*** Supplied entries ***

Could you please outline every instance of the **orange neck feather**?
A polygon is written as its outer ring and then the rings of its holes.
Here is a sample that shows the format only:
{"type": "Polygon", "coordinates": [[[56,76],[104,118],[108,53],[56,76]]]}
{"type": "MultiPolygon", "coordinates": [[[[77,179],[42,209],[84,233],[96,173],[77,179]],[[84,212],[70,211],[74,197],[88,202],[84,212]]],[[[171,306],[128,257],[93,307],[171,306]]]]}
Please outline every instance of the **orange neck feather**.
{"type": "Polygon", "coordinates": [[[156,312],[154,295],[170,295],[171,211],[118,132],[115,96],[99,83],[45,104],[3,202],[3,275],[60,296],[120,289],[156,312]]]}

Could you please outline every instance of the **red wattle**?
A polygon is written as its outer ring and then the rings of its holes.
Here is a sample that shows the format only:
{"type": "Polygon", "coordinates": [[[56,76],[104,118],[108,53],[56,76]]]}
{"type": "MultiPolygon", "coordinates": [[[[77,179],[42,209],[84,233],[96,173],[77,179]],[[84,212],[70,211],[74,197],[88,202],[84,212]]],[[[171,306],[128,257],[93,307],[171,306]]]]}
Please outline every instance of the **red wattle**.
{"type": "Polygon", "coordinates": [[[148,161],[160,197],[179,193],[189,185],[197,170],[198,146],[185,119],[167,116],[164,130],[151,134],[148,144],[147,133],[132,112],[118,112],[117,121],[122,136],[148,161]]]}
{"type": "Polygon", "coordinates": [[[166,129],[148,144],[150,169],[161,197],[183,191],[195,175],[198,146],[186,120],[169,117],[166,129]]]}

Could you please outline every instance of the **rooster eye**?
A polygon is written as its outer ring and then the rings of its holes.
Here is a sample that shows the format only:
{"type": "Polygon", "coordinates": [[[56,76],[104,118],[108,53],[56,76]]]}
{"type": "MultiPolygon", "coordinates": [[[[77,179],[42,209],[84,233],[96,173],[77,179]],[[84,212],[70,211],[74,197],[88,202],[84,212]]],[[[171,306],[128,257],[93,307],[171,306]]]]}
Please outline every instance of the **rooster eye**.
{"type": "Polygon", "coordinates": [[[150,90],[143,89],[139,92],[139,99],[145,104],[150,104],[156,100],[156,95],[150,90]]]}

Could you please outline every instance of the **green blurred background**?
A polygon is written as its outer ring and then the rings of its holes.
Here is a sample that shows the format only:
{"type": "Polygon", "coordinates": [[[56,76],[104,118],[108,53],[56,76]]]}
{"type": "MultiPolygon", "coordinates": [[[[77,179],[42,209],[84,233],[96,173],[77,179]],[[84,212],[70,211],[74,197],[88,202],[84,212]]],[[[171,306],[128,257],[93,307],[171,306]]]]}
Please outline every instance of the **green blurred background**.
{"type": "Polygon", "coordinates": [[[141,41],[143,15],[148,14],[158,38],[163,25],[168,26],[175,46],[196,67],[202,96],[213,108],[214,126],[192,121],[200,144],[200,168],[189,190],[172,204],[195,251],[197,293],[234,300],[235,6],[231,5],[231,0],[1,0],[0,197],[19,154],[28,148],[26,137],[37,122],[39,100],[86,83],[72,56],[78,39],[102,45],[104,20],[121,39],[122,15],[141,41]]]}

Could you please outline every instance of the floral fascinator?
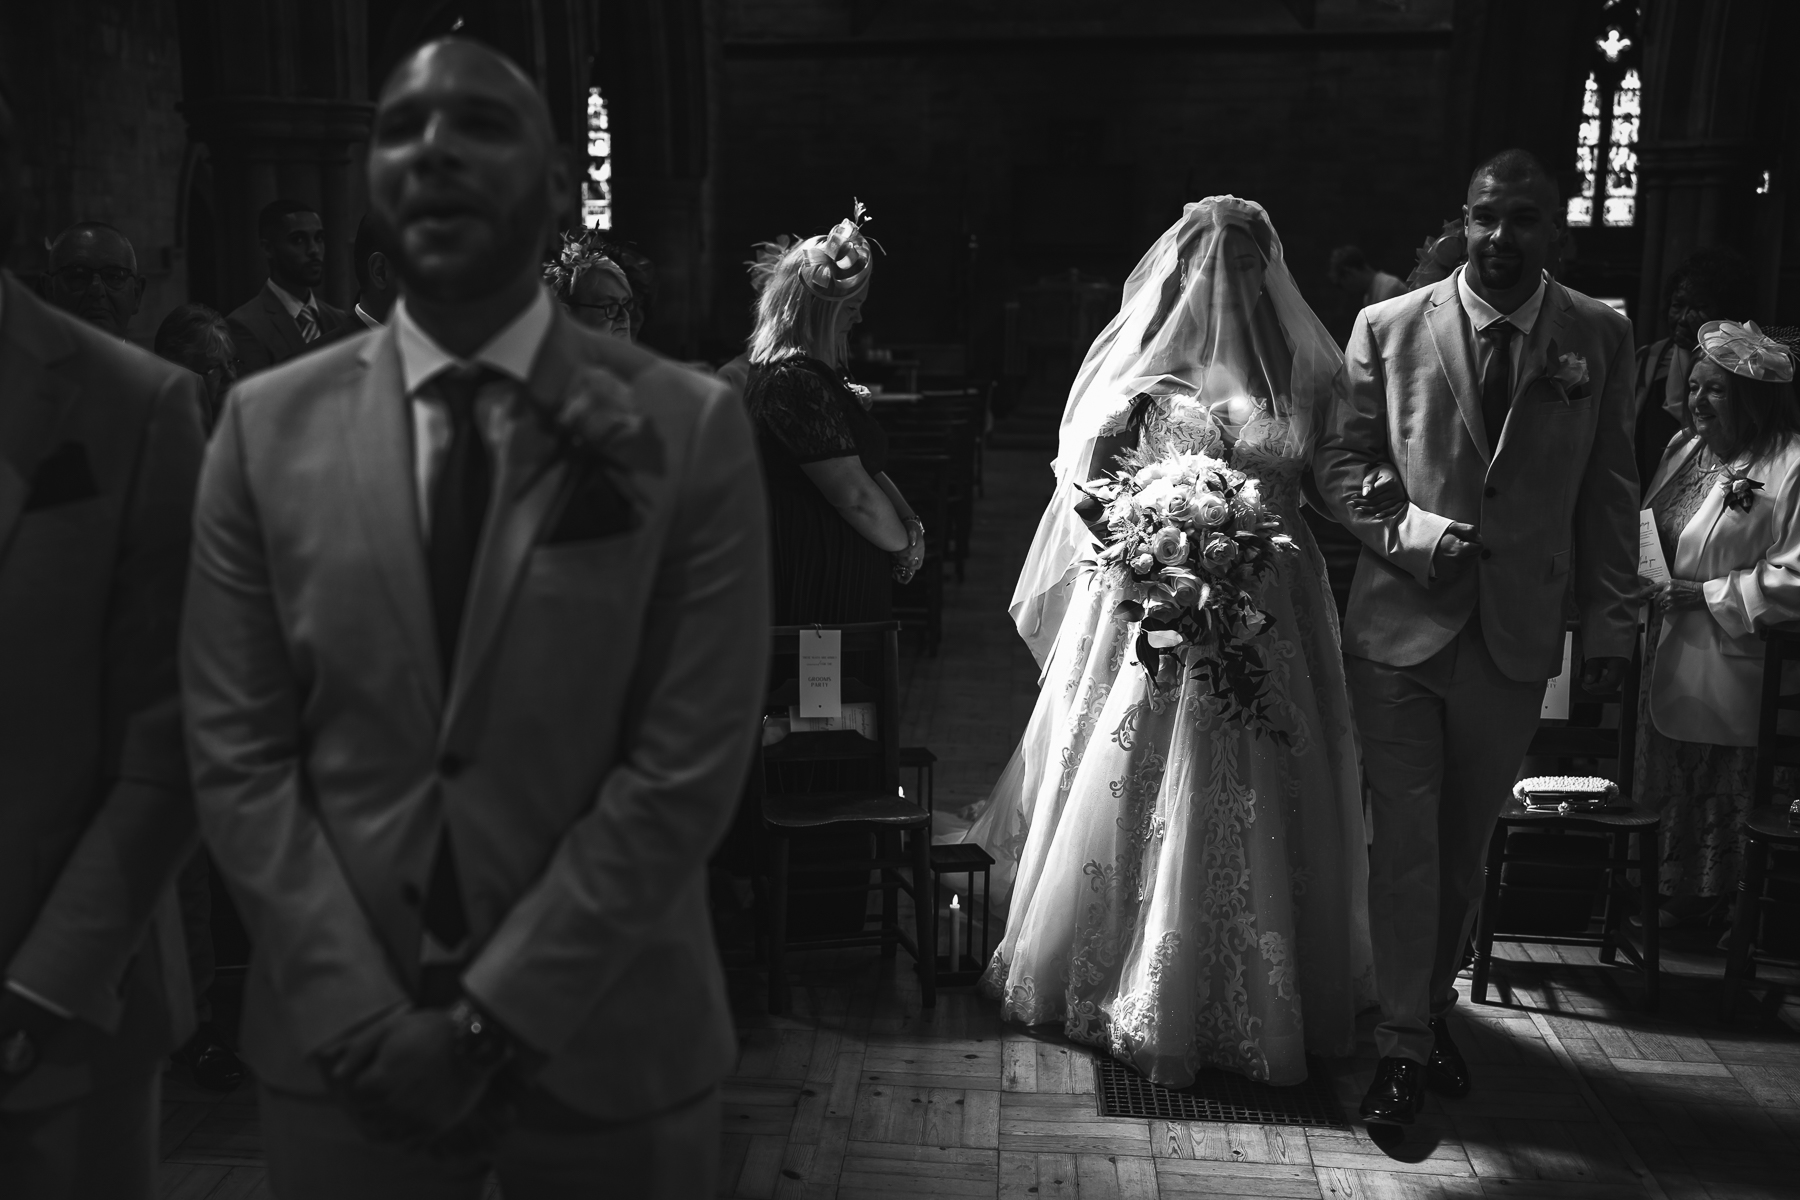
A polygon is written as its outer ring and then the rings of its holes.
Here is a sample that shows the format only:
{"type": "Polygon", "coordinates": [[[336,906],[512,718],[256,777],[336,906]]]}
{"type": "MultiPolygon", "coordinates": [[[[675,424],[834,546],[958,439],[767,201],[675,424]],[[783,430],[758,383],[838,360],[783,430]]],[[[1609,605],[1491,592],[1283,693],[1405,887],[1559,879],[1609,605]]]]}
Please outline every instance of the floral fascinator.
{"type": "Polygon", "coordinates": [[[613,257],[612,248],[597,229],[583,229],[579,233],[562,235],[562,250],[557,256],[544,264],[544,284],[559,296],[567,296],[575,289],[575,280],[590,267],[617,275],[619,282],[625,285],[627,292],[632,291],[631,280],[626,278],[625,268],[613,257]]]}
{"type": "Polygon", "coordinates": [[[1700,327],[1700,349],[1733,375],[1762,383],[1792,383],[1794,352],[1769,337],[1755,321],[1708,321],[1700,327]]]}
{"type": "Polygon", "coordinates": [[[861,200],[850,216],[839,221],[823,237],[807,238],[800,243],[800,280],[806,290],[824,300],[848,300],[869,282],[874,266],[874,242],[862,227],[872,218],[861,200]]]}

*** End of Supplied entries ***

» About this exercise:
Without including any pictures, please restate all the records exactly.

» Task output:
Could you please outline every instance of the **orange neck feather**?
A polygon is written as its outer ring and then the rings of its holes.
Here is a sample that shows the format only:
{"type": "Polygon", "coordinates": [[[56,76],[104,118],[108,53],[56,76]]]}
{"type": "MultiPolygon", "coordinates": [[[[77,179],[42,209],[84,233],[96,173],[77,179]],[[84,212],[70,211],[74,197],[88,202],[84,212]]],[[[171,306],[128,257],[93,307],[171,306]]]]}
Please outline every instance of the **orange neck feather**.
{"type": "Polygon", "coordinates": [[[156,312],[154,295],[170,295],[171,211],[118,132],[115,96],[99,83],[45,104],[3,202],[3,275],[60,296],[120,289],[156,312]]]}

Could you please outline every instance of the **red wattle**?
A polygon is written as its outer ring and then the rings of its holes.
Here is a sample that shows the format only:
{"type": "Polygon", "coordinates": [[[56,76],[104,118],[108,53],[56,76]]]}
{"type": "MultiPolygon", "coordinates": [[[[77,179],[42,209],[84,233],[96,173],[77,179]],[[84,212],[70,211],[74,197],[88,202],[84,212]]],[[[171,306],[128,257],[93,307],[171,306]]]]}
Please outline every instance of the **red wattle**.
{"type": "Polygon", "coordinates": [[[148,161],[160,197],[179,193],[189,185],[197,170],[198,146],[185,119],[167,116],[164,130],[151,134],[148,144],[147,133],[132,112],[118,112],[117,121],[122,136],[148,161]]]}
{"type": "Polygon", "coordinates": [[[166,129],[148,144],[150,169],[161,197],[183,191],[195,175],[198,146],[186,120],[169,117],[166,129]]]}

Could you please outline every instance of the **rooster eye**?
A polygon is written as its outer ring and then the rings of its holes.
Here is a sample that shows the format only:
{"type": "Polygon", "coordinates": [[[56,76],[104,118],[108,53],[56,76]]]}
{"type": "MultiPolygon", "coordinates": [[[[77,179],[42,209],[84,233],[96,173],[77,179]],[[84,212],[70,211],[74,197],[88,202],[84,212]]],[[[171,306],[128,257],[93,307],[171,306]]]]}
Please outline every instance of the **rooster eye**.
{"type": "Polygon", "coordinates": [[[150,90],[143,89],[139,92],[139,99],[145,104],[150,104],[156,100],[156,95],[150,90]]]}

Could you please outline every instance of the **green blurred background**?
A polygon is written as its outer ring and then the rings of its holes.
Here is a sample that shows the format only:
{"type": "Polygon", "coordinates": [[[56,76],[104,118],[108,53],[56,76]]]}
{"type": "MultiPolygon", "coordinates": [[[[77,179],[42,209],[84,233],[96,173],[77,179]],[[84,212],[70,211],[74,197],[88,202],[84,212]]],[[[171,306],[128,257],[93,307],[171,306]]]]}
Please outline every instance of the **green blurred background**.
{"type": "Polygon", "coordinates": [[[141,41],[143,15],[148,14],[158,38],[163,25],[168,26],[175,46],[196,67],[202,96],[213,108],[214,126],[192,121],[200,144],[200,168],[189,190],[172,204],[195,251],[197,293],[234,300],[235,6],[231,5],[231,0],[1,0],[0,197],[19,154],[28,148],[26,137],[37,122],[39,100],[86,83],[72,56],[78,39],[102,45],[104,20],[121,39],[122,15],[141,41]]]}

Could you please outline every instance of the floral fascinator?
A polygon is written as its outer ring and then the rings of its holes.
Here is a sample that shows the format only:
{"type": "Polygon", "coordinates": [[[336,906],[512,718],[256,777],[336,906]]]}
{"type": "MultiPolygon", "coordinates": [[[[675,424],[834,546],[958,439],[767,201],[675,424]],[[783,430],[758,383],[838,360],[783,430]]],[[[1609,605],[1491,592],[1283,693],[1405,887],[1559,879],[1609,605]]]]}
Please outline every instance of the floral fascinator.
{"type": "Polygon", "coordinates": [[[613,257],[612,248],[597,229],[583,229],[579,233],[562,235],[562,250],[557,256],[544,264],[544,284],[559,296],[567,296],[575,289],[575,280],[590,267],[617,275],[619,282],[625,285],[627,292],[632,291],[631,280],[626,278],[625,268],[613,257]]]}
{"type": "Polygon", "coordinates": [[[1700,327],[1700,349],[1733,375],[1762,383],[1792,383],[1794,352],[1769,337],[1755,321],[1708,321],[1700,327]]]}
{"type": "Polygon", "coordinates": [[[861,200],[850,216],[839,221],[823,237],[807,238],[800,243],[800,280],[806,290],[824,300],[848,300],[869,282],[874,266],[874,242],[862,227],[872,218],[861,200]]]}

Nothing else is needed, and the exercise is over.